Rewrite the stretch from the line containing "Target: silhouetted tree" through the end of the data, replacing "ravine" with "gorge" and keeping everything else unchanged. Leave the pictures out of your answer.

## Start

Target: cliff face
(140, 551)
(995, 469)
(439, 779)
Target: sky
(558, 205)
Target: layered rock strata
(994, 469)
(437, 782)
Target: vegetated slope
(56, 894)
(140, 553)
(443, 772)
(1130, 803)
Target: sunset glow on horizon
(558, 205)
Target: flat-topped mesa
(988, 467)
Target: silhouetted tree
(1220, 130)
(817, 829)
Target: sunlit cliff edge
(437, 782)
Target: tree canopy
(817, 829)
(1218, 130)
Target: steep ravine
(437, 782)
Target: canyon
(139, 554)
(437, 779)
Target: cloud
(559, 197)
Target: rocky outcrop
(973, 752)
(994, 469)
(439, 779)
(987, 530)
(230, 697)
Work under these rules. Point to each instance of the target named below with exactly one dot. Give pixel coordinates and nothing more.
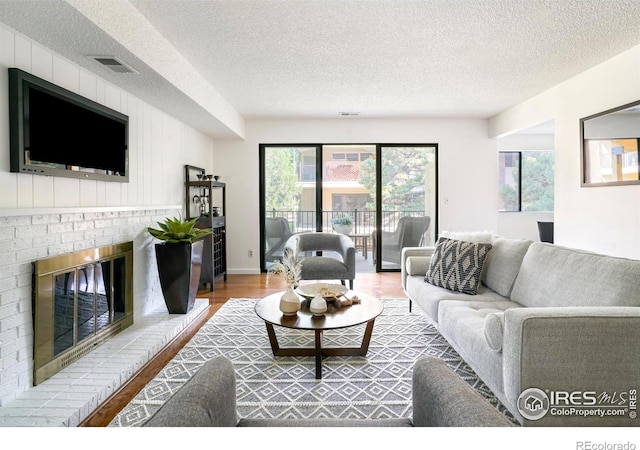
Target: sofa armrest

## End

* [EXERCISE OUTPUT]:
Target: silhouetted tree
(1220, 130)
(817, 829)
Target: sunlit cliff edge
(437, 782)
Target: tree canopy
(817, 829)
(1218, 130)
Target: steep gorge
(437, 782)
Target: canyon
(139, 554)
(437, 779)
Target: cloud
(559, 197)
Target: rocky outcrop
(973, 752)
(994, 469)
(439, 779)
(987, 530)
(230, 697)
Work under these rules. Point to each instance of the target named below with exactly one dot. Give pixel coordinates and nothing more.
Target: sofa armrest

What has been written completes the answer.